━━━━━ Document text
1. Fonts Text are very very tiny and if you have bad eye sight you will struggle to see things like I did.
2. Games at that res are going to need some serious hardware, like SLI or Crossfire to play at max settings and fluid frame rates.

That was the main reasons I went back to 1920x1200, much much easier on the eyes and my games.
 
Flat panel display tech, be it LCD or OLED has to start small, just because they have higher DPI in phones does not mean they are efficient enough to produce the same DPI in a 27 inch panel. They cut the substrate into smaller pieces so they can throw the ones with dead / stuck pixels or sell them into other markets.

Also I think another issue few people talk about is the spacing between subpixels and whole pixels. Basically one of the big reason we feel like high DPI displays look crisper is because the the spacing between pixels is smaller meaning their is less of a screen effect apparent. But one wonders if they just made a lower resolution display with smaller spacing between pixels would it look almost as good as a higher DPI display and just be that much easier to drive in games etc...

Also text being smaller on high DPI monitors is only a side effect of either bad programming or the person operating the display not knowing how to turn the size up.
 
Also text being smaller on high DPI monitors is only a side effect of either bad programming or the person operating the display not knowing how to turn the size up.

In response to that I'll just quote what I wrote earlier:

Regardless I'm not interested in pointing the finger at either Windows or applications. The point is that the current environment isn't ultra high-res friendly at all. Until that changes there's no point in going beyond resolutions we have now as we're already pushing the boundaries of legibility without proper scaling.

Again I'm not interested in whose fault it is. The fact is this is the world we live in and the experience isn't anywhere near seamless yet. For some that's ok, but for others it's not. It is what it is.
━━━━━━━━━━
━━━━━ Given entries
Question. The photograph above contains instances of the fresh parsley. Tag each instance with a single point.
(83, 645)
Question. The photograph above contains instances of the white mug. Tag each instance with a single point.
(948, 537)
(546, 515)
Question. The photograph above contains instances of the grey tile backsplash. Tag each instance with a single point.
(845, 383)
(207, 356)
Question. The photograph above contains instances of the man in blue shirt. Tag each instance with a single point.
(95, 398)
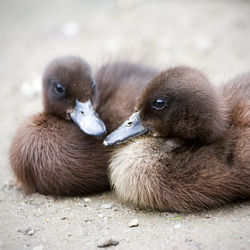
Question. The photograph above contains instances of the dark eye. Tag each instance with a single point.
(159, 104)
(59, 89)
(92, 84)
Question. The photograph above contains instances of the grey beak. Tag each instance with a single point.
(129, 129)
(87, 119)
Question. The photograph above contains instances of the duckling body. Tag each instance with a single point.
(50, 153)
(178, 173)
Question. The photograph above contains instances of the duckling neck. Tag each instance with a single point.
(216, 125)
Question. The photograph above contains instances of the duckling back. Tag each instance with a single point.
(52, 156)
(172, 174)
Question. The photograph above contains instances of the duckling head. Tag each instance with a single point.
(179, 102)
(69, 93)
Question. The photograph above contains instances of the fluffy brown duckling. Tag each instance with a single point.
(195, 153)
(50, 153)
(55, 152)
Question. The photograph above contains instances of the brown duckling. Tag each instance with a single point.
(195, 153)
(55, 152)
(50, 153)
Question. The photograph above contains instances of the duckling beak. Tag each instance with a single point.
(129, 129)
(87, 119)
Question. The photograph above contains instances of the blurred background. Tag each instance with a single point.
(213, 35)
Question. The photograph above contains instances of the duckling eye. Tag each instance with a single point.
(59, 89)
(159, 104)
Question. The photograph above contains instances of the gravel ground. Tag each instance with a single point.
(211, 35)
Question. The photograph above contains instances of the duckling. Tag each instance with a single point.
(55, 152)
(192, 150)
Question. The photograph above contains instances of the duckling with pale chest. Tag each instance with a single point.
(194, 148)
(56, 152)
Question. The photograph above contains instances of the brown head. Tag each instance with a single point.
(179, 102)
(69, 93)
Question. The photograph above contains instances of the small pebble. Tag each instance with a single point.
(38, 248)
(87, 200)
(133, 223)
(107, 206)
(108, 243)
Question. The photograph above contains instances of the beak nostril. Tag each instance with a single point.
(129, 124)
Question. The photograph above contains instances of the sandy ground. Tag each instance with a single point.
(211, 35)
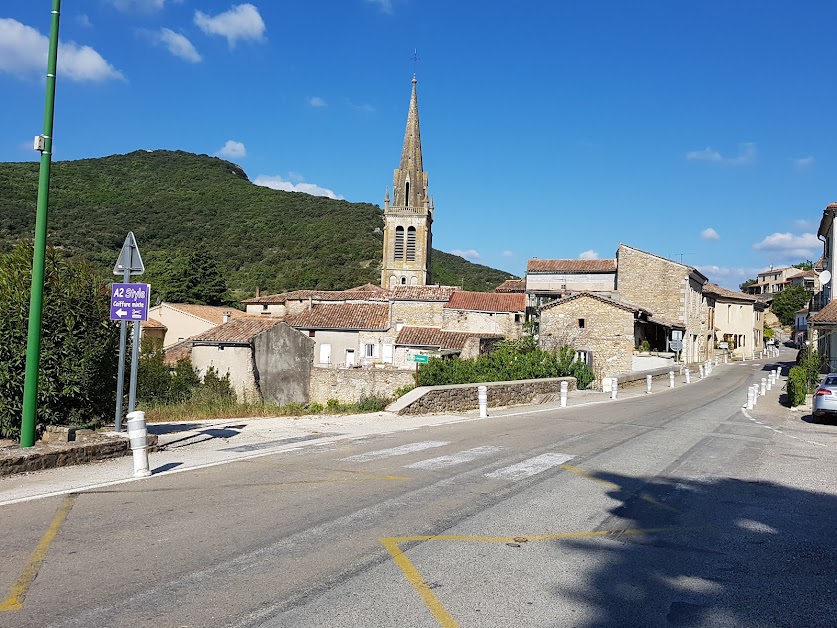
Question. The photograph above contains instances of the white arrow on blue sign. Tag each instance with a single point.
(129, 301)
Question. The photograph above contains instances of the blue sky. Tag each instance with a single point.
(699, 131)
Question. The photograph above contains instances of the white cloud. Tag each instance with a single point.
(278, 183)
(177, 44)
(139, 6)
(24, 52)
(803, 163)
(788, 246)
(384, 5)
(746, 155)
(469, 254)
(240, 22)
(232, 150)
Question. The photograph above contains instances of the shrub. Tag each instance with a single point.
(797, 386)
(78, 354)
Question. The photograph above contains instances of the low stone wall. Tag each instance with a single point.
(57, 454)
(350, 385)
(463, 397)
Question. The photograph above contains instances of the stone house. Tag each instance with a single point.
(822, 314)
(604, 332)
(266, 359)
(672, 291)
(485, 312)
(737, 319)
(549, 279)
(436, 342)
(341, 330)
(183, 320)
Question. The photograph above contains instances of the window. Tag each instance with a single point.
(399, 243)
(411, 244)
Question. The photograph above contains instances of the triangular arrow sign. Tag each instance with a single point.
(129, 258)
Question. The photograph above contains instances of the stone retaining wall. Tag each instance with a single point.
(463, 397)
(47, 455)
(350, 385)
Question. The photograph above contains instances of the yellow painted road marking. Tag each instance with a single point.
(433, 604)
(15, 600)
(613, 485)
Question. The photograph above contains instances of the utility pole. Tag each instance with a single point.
━━━━━━━━━━
Task to complete: In the discussion of high-resolution displays, which resolution did the writer go back to?

Exercise result: 1920x1200